-- GIVEN INSTRUCTION --
Please rewrite every line of the items below as a numbered list. Skip blank lines and leave the pictures out of your answer.

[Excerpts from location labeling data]
--------
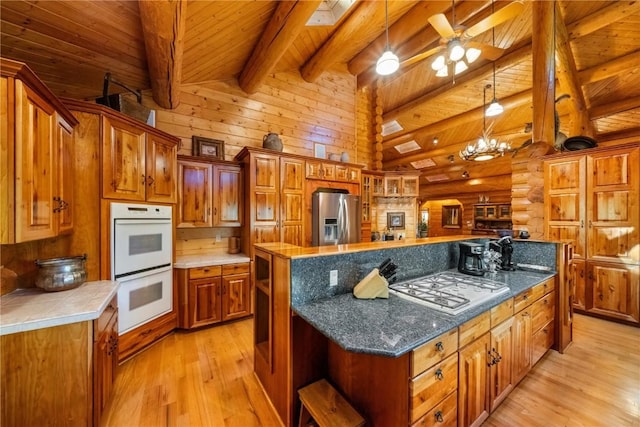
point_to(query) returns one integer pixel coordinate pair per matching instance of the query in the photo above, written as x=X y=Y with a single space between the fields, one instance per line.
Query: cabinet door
x=564 y=202
x=123 y=160
x=236 y=296
x=522 y=344
x=161 y=168
x=63 y=199
x=36 y=157
x=500 y=376
x=194 y=189
x=265 y=200
x=292 y=200
x=204 y=302
x=473 y=402
x=614 y=290
x=227 y=198
x=613 y=212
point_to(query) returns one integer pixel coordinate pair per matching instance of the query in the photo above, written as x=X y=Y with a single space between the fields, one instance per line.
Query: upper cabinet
x=137 y=164
x=210 y=194
x=37 y=158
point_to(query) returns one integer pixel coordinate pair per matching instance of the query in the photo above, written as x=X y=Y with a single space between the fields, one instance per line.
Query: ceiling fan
x=456 y=44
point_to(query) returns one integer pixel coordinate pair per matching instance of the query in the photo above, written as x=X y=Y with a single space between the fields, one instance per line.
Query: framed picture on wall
x=395 y=220
x=207 y=147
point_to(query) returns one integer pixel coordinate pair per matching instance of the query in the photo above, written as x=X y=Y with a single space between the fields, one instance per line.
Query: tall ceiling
x=70 y=45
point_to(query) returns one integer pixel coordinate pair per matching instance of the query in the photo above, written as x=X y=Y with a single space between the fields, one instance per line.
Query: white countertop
x=203 y=260
x=30 y=309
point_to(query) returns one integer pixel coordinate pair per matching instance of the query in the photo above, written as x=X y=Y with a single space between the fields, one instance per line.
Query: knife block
x=372 y=286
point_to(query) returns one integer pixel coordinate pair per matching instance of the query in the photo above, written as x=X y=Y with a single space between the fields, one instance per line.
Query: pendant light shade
x=388 y=62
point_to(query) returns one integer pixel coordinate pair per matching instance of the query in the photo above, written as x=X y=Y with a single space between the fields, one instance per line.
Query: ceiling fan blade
x=488 y=52
x=440 y=23
x=508 y=12
x=421 y=56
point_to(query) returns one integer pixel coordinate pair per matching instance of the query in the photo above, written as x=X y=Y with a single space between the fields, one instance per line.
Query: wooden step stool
x=327 y=407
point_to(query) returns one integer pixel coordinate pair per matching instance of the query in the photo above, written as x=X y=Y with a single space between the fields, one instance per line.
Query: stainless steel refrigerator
x=336 y=218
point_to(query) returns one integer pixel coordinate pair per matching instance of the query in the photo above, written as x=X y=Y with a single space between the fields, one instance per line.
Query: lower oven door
x=144 y=298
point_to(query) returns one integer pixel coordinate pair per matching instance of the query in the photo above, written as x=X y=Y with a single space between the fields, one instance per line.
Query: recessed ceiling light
x=421 y=164
x=391 y=127
x=405 y=147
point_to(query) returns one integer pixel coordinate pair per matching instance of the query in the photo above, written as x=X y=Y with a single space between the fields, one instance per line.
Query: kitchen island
x=371 y=350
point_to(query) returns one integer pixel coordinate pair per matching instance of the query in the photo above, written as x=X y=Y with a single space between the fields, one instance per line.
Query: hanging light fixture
x=388 y=62
x=457 y=58
x=486 y=148
x=494 y=108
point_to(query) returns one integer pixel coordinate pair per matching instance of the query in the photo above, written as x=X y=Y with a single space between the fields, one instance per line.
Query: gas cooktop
x=449 y=292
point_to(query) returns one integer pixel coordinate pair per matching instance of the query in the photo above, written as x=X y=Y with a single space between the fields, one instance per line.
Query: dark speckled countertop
x=392 y=327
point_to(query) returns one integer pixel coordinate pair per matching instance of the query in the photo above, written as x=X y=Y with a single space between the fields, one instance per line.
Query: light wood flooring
x=205 y=378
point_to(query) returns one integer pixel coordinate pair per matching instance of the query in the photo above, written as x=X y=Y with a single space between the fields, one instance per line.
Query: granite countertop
x=394 y=326
x=30 y=309
x=203 y=260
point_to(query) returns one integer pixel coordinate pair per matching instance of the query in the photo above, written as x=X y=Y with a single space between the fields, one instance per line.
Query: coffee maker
x=470 y=260
x=504 y=246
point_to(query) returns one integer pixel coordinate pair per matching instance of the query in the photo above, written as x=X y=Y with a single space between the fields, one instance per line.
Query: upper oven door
x=141 y=245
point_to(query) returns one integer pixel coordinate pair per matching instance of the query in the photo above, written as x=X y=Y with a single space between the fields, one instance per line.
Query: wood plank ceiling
x=71 y=44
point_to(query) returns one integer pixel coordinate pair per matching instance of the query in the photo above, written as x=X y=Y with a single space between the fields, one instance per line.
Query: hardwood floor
x=205 y=378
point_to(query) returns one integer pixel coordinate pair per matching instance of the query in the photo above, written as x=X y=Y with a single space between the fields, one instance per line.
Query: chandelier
x=455 y=59
x=486 y=148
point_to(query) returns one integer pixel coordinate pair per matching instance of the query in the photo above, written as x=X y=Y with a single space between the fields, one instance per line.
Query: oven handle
x=119 y=221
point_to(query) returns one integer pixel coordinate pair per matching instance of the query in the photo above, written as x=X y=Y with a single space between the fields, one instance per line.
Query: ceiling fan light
x=456 y=51
x=387 y=64
x=442 y=72
x=438 y=63
x=460 y=67
x=472 y=54
x=494 y=108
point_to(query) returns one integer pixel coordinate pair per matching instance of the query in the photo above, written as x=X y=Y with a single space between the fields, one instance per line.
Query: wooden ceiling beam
x=614 y=107
x=567 y=75
x=602 y=18
x=163 y=26
x=513 y=55
x=611 y=68
x=509 y=102
x=288 y=21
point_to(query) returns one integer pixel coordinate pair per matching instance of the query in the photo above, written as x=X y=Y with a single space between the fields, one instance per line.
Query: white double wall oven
x=142 y=261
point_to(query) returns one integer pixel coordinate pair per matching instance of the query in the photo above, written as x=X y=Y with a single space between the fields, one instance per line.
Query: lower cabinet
x=214 y=294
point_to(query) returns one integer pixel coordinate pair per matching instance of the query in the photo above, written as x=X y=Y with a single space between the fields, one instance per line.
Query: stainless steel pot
x=60 y=274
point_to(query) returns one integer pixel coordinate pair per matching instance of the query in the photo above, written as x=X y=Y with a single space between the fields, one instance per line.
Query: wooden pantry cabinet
x=274 y=196
x=593 y=199
x=213 y=294
x=37 y=160
x=209 y=193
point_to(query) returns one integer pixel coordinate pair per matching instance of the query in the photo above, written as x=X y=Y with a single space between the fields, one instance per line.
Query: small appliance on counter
x=470 y=260
x=504 y=246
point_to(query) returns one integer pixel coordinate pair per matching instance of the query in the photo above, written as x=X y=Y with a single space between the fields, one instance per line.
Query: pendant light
x=388 y=62
x=494 y=108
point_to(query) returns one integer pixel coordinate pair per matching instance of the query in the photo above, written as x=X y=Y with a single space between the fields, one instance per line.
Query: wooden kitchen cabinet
x=37 y=192
x=592 y=199
x=274 y=196
x=209 y=193
x=137 y=164
x=214 y=294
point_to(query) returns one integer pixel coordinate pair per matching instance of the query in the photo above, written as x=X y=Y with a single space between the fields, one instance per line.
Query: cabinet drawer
x=501 y=312
x=100 y=324
x=204 y=272
x=444 y=414
x=434 y=351
x=430 y=387
x=473 y=329
x=542 y=341
x=543 y=311
x=235 y=268
x=543 y=288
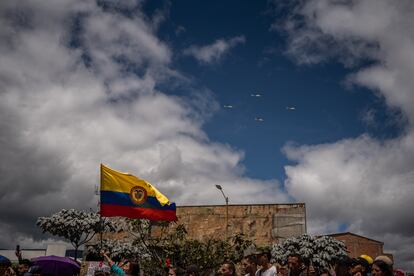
--------
-- FINAL ANSWER --
1. point_to(query) returns one integer pixel coordinate pair per matching instance of the query in the photo above, written as x=X y=Y with a single space between the fields, one instance per line.
2. Query: cabinet door
3. x=564 y=202
4. x=123 y=160
5. x=236 y=296
6. x=522 y=344
7. x=161 y=168
8. x=63 y=199
9. x=36 y=157
10. x=500 y=376
11. x=194 y=189
12. x=265 y=200
13. x=292 y=200
14. x=204 y=302
15. x=473 y=402
16. x=614 y=290
17. x=227 y=198
18. x=613 y=212
19. point_to(query) returns one integer pixel coordinate pair per matching instance of the query in the photo above, written as x=X y=Y with a single space between the fields, one instance per line.
20. Query: upper cabinet
21. x=137 y=164
22. x=210 y=194
23. x=37 y=158
24. point_to(query) returns one integer pixel coordinate pair per matching instance of the query in the photo above, written as x=X y=Y with a single space between the fields, one instance per line.
25. Query: ceiling fan
26. x=456 y=44
27. point_to(query) returns one integer pixel coordinate pair per matching instance of the query in the photo above, written as x=X y=Y with a single space between the fields, one instance per line.
28. Query: framed picture on wall
29. x=395 y=220
30. x=207 y=147
31. point_to(query) returns one integer pixel coordinate pair per matching instance of the query in the photo above, written as x=X y=Y with a single space between the fields, one instance per line.
32. Query: tall ceiling
33. x=70 y=45
34. point_to(query) returns one integer pixel coordinate pair per matching instance of the query in the photo above, written as x=X y=Y with a single space between the fields, one instance per line.
35. Query: white countertop
36. x=203 y=260
37. x=30 y=309
38. point_to(query) returns one integer pixel coordinate pair per matching instance of the query in the photo above, written as x=X y=Y with a single space between the fields, one instance per line.
39. Query: knife block
40. x=372 y=286
41. point_to(query) returns one integer pixel coordinate pair per matching instance of the query in the photo above, written as x=X y=Y with a single space between the fields, one instance per line.
42. Query: pendant light shade
43. x=388 y=62
44. point_to(query) returns one integer pixel coordinate pair per matching instance of the query in the photo above, written as x=X y=Y with a single space between the fields, one instance per line.
45. Query: ceiling fan blade
46. x=488 y=52
47. x=440 y=23
48. x=508 y=12
49. x=421 y=56
50. point_to(query) returns one integer pixel coordinate pair per matching instance of the query in the photo above, written as x=X y=Y with a single space between the fields, one instance per line.
51. Query: wooden step stool
52. x=327 y=407
53. point_to(query) returns one integer pixel coordinate pair per matching instance of the query in the photo above, written as x=X y=Y with a single space between the fields, one instance per line.
54. Query: stainless steel refrigerator
55. x=336 y=218
56. point_to(query) returns one integer pixel coordinate pair per matching instance of the query in the photo above, written as x=X y=Y with a single space between the fields, one instance per line.
57. Query: lower oven door
58. x=144 y=298
59. point_to(query) returns one integer pixel coordinate pair per matching instance of the query in the photo above, written as x=X y=Y with a single space between the fields, one instance per line.
60. Query: recessed ceiling light
61. x=421 y=164
62. x=391 y=127
63. x=405 y=147
64. point_to(query) returns one integer pixel coordinate pair per matching instance of the query in the photo above, written as x=X y=Y with a single space between the fields, one instance per line.
65. Query: kitchen island
66. x=371 y=350
67. point_to(query) returns one integer pixel coordinate pair per matching instance of the query in the photo above, written as x=X y=Y with a single space between the fields, one instance per line.
68. Query: hanging light fixture
69. x=388 y=62
70. x=457 y=58
71. x=486 y=148
72. x=494 y=108
73. point_to(query) returns one integer pixel coordinate pair per matching instance of the query in the photo above, written as x=X y=Y with a single space between the fields, one instance per line.
74. Query: gas cooktop
75. x=449 y=292
76. point_to(query) returns one integer pixel coordinate pair per matching instance of the query in the photo above, written as x=X y=Y with a single space between the fields, one instance per line.
77. Query: dark speckled countertop
78. x=392 y=327
79. point_to(query) returns one integer pixel coordinate pair per matching instance of the query in the photo above, written as x=X y=Y with a single space between the fields, one instance per line.
80. Query: light wood flooring
81. x=205 y=378
82. point_to(query) returns one integer pixel coordinate pair per matching instance of the query in the photo above, written as x=X y=Y with a single space between the fields, one instance per line.
83. Query: granite countertop
84. x=394 y=326
85. x=30 y=309
86. x=203 y=260
87. point_to(query) returns one integer pixel coordinate pair per matching instance of the query in the photo above, written as x=X y=Y with a single space between the fields, one instance per line.
88. Query: coffee maker
89. x=470 y=260
90. x=504 y=246
91. point_to(query) returns one integer pixel coordinate pair per matching instance of the query in the photo above, written as x=X y=Y with a single space between the fields, one instance per line.
92. Query: upper oven door
93. x=141 y=245
94. point_to(query) returns one integer pixel coordinate pair per matching instance of the query in the photo above, written as x=X y=Y with a single space between the fields, one instance per line.
95. Query: wood plank ceiling
96. x=71 y=44
97. point_to(query) returns one integer pixel coordinate pair per matching instance of the query in the photo above, written as x=X y=Y with a single space between the fields, one instance per line.
98. Query: hardwood floor
99. x=205 y=378
100. point_to(query) returns one integer pixel coordinate pair per matching instance of the query in the photo above, written as x=X y=Y with a single space between the fields, one instance per line.
101. Query: chandelier
102. x=455 y=59
103. x=486 y=148
104. point_to(query) returns one integer pixel coordinate pair per matching instance of the query in the photo above, written as x=X y=Y with a single space between the fields, one instance per line.
105. Query: oven handle
106. x=119 y=221
107. point_to(query) returns one integer pixel coordinate pair per matching instance of the query in the photo above, written as x=X y=Y with a single space between the fields, one instance per line.
108. Query: ceiling fan light
109. x=456 y=51
110. x=387 y=64
111. x=442 y=72
112. x=438 y=63
113. x=460 y=67
114. x=472 y=54
115. x=494 y=108
116. point_to(query) returns one integer pixel coordinate pair per matching instance of the query in the photo above, written as x=X y=Y with a single space between the fields, one instance per line.
117. Query: wooden ceiling beam
118. x=614 y=107
119. x=567 y=75
120. x=602 y=18
121. x=163 y=26
122. x=513 y=55
123. x=611 y=68
124. x=509 y=102
125. x=288 y=21
126. point_to(query) returns one integer pixel coordinate pair per matching instance of the query in the photo above, written as x=X y=Y with a single space between the fields, one instance per line.
127. Query: white double wall oven
128. x=142 y=261
129. point_to(query) returns one integer pixel coordinate pair per matching instance of the query in the photo above, written as x=X y=Y with a single space between the fields, one instance per line.
130. Query: lower cabinet
131. x=214 y=294
132. point_to(query) returns one integer pixel coordinate pair per matching instance of the query in the photo above, written as x=X y=Y with a single space between the fields, one instance per line.
133. Query: stainless steel pot
134. x=60 y=274
135. point_to(query) returns one integer pixel coordinate pair per matching instance of the query in the photo above, written as x=X y=Y with a single space between the fields, one instance per line.
136. Query: wooden pantry cabinet
137. x=274 y=196
138. x=593 y=199
139. x=213 y=294
140. x=37 y=160
141. x=209 y=193
142. point_to(query) returns one integer pixel coordinate pair per matching instance of the query in the photo above, written as x=X y=Y with a single space between the fields, one instance per line.
143. Query: small appliance on counter
144. x=470 y=260
145. x=504 y=246
146. point_to(query) returns one integer pixel coordinate pair per matching instance of the query in the photo above, written as x=X y=Y with a single space between the fields, one instance per line.
147. Query: pendant light
148. x=388 y=62
149. x=494 y=108
150. point_to(query) returns one integer pixel coordinate pair per matching instance of the query in the photo above, written as x=X y=Y with a single space between the fields, one instance per line.
151. Query: wooden kitchen cabinet
152. x=37 y=192
153. x=592 y=199
154. x=274 y=196
155. x=209 y=193
156. x=137 y=164
157. x=214 y=294
158. point_to(query) returns one integer pixel coordinate pair per matching instance of the query in the photo above, written as x=X y=Y with a single space between the fields, one instance per line.
159. Query: cabinet drawer
160. x=501 y=312
161. x=100 y=324
162. x=204 y=272
163. x=444 y=414
164. x=434 y=351
165. x=430 y=387
166. x=473 y=329
167. x=542 y=341
168. x=543 y=311
169. x=235 y=268
170. x=543 y=288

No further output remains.